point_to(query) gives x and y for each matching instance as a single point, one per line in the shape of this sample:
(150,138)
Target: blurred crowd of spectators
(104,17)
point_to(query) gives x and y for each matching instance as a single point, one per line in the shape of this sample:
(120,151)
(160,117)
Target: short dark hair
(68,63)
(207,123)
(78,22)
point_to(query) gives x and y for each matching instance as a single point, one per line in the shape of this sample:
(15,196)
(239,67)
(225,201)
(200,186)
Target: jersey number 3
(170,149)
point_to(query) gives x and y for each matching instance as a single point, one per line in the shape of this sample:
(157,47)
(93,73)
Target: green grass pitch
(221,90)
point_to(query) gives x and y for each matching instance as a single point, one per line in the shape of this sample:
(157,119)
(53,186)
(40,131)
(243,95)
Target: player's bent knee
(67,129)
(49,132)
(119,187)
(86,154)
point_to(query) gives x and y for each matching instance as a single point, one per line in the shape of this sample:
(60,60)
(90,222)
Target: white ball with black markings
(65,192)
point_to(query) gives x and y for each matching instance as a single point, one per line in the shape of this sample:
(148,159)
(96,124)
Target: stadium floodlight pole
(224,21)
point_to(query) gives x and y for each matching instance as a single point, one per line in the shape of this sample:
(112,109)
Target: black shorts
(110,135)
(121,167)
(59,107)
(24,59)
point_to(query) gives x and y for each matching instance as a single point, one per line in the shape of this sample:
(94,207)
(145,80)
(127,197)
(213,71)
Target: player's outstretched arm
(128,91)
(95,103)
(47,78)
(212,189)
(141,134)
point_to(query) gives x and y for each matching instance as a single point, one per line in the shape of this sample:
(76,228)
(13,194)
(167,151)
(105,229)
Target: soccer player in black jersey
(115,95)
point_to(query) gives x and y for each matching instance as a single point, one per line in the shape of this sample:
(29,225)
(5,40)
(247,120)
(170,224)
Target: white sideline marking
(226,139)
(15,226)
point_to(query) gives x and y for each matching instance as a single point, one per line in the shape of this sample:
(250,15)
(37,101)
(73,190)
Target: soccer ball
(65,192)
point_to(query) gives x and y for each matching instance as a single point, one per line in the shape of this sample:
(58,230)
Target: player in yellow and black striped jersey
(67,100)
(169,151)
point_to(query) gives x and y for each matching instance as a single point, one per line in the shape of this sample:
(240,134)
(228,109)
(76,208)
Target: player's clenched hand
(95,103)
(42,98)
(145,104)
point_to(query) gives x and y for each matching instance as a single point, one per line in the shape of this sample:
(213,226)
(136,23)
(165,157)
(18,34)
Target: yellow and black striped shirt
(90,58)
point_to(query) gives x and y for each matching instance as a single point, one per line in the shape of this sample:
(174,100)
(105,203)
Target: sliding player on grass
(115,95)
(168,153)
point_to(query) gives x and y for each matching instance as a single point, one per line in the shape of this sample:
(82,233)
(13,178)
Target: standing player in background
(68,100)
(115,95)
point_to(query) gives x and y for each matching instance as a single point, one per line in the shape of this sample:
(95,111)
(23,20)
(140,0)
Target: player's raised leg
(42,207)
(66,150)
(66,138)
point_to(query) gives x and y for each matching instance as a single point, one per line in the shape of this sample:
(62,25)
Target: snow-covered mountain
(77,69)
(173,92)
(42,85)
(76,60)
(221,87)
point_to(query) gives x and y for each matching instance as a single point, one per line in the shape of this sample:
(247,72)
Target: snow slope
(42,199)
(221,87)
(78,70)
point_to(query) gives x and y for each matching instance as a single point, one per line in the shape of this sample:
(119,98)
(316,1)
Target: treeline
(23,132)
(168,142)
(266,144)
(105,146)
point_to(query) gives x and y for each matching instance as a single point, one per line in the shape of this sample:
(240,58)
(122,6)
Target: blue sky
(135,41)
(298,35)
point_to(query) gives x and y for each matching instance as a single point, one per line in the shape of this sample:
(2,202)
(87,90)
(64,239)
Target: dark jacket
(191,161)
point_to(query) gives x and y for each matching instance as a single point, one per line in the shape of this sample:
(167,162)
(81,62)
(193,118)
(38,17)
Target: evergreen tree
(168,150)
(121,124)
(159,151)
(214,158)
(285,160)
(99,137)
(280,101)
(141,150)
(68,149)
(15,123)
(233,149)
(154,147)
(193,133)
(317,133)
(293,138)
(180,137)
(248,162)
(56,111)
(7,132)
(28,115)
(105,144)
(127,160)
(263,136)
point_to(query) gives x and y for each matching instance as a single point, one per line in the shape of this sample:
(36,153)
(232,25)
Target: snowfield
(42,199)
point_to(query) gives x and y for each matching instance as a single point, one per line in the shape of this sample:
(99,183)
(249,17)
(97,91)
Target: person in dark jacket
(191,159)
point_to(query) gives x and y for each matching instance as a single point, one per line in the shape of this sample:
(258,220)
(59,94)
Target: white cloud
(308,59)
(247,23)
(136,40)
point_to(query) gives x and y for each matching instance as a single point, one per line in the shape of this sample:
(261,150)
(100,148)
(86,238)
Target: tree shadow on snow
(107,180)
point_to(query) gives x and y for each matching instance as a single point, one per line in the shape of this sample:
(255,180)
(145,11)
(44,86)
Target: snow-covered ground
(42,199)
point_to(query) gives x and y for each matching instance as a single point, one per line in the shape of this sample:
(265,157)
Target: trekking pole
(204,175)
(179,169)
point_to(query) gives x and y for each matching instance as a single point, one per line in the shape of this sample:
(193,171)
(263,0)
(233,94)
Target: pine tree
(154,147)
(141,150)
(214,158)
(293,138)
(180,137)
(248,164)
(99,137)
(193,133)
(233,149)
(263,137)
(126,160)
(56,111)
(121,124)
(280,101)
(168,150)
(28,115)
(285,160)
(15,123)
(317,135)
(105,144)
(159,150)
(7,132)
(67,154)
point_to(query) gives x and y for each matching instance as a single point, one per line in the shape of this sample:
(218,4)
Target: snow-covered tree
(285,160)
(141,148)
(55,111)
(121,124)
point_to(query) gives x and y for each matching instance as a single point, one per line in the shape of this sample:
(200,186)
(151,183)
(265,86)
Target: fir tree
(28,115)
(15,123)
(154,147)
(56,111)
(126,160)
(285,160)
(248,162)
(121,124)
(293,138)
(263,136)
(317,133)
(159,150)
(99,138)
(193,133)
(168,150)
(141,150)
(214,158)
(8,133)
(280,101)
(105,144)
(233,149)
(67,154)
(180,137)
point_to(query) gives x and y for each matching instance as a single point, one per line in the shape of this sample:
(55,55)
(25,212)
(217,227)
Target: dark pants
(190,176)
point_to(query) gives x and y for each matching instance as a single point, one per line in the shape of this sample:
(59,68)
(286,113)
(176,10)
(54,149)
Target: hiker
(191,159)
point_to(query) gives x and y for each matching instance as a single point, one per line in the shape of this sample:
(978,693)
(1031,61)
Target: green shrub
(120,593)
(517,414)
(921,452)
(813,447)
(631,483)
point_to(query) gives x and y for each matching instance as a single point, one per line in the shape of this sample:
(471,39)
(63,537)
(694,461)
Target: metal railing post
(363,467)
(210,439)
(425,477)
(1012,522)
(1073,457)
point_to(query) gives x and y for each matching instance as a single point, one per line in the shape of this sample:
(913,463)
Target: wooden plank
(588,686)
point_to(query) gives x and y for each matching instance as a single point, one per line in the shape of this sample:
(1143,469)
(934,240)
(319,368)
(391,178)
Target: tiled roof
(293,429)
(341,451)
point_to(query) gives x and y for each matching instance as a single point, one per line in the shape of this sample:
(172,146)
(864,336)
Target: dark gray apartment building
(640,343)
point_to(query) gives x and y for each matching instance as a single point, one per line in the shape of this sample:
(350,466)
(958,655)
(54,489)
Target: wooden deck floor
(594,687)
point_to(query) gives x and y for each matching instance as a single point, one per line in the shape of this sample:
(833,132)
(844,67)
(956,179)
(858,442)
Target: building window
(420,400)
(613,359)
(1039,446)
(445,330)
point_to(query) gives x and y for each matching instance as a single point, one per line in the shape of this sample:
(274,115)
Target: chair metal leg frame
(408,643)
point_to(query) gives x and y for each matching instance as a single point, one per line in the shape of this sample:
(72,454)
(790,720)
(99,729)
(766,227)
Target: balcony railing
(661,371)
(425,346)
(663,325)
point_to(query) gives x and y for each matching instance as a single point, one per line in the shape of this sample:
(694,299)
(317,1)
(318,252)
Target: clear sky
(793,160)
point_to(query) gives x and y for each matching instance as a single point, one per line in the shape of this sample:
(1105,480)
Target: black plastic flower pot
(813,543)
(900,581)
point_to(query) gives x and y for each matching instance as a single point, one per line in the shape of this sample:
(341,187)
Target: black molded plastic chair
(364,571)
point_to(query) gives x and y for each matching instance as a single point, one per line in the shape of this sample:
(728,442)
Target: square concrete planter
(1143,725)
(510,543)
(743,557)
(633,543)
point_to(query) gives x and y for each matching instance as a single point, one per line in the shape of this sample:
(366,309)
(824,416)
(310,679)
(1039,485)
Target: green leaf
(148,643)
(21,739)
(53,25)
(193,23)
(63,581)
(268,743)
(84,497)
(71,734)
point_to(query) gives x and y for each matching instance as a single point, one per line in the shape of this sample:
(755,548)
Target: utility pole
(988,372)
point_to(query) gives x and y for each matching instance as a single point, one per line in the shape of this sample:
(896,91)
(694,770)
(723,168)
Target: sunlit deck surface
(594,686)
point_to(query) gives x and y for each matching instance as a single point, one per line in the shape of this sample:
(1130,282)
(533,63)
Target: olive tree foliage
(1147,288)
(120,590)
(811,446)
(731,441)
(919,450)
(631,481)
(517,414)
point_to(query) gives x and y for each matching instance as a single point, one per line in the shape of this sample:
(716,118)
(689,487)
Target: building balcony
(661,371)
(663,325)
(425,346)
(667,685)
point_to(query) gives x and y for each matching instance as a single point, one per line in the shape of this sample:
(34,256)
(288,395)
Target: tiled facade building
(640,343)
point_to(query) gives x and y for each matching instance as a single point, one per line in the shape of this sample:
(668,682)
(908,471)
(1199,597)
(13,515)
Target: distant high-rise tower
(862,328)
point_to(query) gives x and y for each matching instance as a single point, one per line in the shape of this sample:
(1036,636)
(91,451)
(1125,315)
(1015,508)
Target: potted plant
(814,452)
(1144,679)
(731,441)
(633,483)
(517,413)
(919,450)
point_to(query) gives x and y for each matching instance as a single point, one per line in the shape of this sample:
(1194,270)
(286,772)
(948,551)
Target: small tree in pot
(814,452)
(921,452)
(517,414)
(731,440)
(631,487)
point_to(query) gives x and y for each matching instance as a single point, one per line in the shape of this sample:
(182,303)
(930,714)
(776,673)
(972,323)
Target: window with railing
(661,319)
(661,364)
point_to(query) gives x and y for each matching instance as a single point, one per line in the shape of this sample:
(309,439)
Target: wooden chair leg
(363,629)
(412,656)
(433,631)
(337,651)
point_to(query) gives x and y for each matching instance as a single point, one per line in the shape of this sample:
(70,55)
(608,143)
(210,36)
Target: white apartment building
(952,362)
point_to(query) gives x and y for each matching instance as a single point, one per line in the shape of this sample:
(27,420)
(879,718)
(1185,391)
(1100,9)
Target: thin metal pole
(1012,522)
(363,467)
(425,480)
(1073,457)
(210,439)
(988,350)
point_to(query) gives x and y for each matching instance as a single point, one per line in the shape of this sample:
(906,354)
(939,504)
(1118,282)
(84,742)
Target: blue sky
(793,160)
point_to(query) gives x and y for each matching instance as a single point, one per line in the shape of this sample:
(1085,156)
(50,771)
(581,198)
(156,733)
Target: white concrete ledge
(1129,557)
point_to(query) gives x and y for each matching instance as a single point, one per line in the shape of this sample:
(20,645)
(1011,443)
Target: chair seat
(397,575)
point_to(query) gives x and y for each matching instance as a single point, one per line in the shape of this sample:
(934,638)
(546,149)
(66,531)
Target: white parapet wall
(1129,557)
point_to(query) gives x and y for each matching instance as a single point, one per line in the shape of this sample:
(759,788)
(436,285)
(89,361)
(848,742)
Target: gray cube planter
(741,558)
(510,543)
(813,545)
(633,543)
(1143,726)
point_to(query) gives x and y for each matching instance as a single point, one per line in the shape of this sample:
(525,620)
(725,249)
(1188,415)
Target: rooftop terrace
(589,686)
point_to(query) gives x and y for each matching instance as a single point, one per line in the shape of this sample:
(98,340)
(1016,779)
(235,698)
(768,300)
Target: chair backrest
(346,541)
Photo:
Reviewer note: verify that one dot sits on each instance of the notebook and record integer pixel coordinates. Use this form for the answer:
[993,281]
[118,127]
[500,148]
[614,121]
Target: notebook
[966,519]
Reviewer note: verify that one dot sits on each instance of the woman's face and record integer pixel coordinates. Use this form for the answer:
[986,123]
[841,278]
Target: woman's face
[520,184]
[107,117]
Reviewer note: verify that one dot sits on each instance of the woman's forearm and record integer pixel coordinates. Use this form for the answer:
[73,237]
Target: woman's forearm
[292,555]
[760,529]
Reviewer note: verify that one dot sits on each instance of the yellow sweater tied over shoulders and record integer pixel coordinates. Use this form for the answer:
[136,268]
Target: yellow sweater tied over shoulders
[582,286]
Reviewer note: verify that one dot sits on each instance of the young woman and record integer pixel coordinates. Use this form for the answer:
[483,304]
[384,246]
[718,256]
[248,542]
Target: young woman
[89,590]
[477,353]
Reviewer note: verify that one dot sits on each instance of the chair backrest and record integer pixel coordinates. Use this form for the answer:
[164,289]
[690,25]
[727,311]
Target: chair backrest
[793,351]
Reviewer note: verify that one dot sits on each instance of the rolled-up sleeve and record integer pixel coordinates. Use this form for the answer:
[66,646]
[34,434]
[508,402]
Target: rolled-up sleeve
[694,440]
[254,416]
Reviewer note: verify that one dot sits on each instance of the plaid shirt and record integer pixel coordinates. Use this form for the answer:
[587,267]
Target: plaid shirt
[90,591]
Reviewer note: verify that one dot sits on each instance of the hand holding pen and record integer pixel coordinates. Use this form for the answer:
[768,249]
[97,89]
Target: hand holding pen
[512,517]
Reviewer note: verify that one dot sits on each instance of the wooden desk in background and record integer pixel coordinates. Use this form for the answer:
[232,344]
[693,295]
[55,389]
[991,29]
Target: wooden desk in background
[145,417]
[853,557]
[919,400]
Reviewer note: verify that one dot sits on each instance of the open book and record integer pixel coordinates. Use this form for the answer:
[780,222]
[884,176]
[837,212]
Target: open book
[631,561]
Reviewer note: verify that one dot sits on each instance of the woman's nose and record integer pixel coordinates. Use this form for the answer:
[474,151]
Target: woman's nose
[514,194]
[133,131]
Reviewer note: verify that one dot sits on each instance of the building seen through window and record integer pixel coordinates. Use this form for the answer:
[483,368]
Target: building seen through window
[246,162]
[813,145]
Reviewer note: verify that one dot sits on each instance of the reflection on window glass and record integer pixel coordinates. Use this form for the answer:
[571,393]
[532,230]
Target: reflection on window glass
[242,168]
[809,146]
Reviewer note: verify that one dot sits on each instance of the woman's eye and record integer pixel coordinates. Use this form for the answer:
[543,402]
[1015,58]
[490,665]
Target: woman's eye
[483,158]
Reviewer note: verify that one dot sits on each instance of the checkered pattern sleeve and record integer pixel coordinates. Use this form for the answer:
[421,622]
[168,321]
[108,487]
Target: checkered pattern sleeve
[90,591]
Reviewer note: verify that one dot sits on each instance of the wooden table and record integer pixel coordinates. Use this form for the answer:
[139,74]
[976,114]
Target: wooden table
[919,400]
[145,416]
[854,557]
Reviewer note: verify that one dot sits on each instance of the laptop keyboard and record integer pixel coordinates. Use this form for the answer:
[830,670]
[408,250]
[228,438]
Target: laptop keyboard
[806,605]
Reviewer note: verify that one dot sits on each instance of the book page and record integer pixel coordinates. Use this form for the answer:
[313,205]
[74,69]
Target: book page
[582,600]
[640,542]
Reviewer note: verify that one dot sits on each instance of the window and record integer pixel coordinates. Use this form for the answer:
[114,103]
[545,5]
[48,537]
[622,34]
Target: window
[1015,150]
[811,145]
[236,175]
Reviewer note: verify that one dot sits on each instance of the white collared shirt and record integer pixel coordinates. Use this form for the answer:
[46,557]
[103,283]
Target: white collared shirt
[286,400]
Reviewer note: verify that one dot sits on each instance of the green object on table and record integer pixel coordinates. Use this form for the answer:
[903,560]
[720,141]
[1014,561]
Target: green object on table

▶ **INSTRUCTIONS FOR THE TASK**
Go through the listing above and find each line that contains "object", then copy it.

▶ **RESPONSE TO THIS TASK**
Reviewer note: verify that one dot sits on each instance of the green object on table and record integer pixel coordinates. Use this form for the answer:
Target: green object on table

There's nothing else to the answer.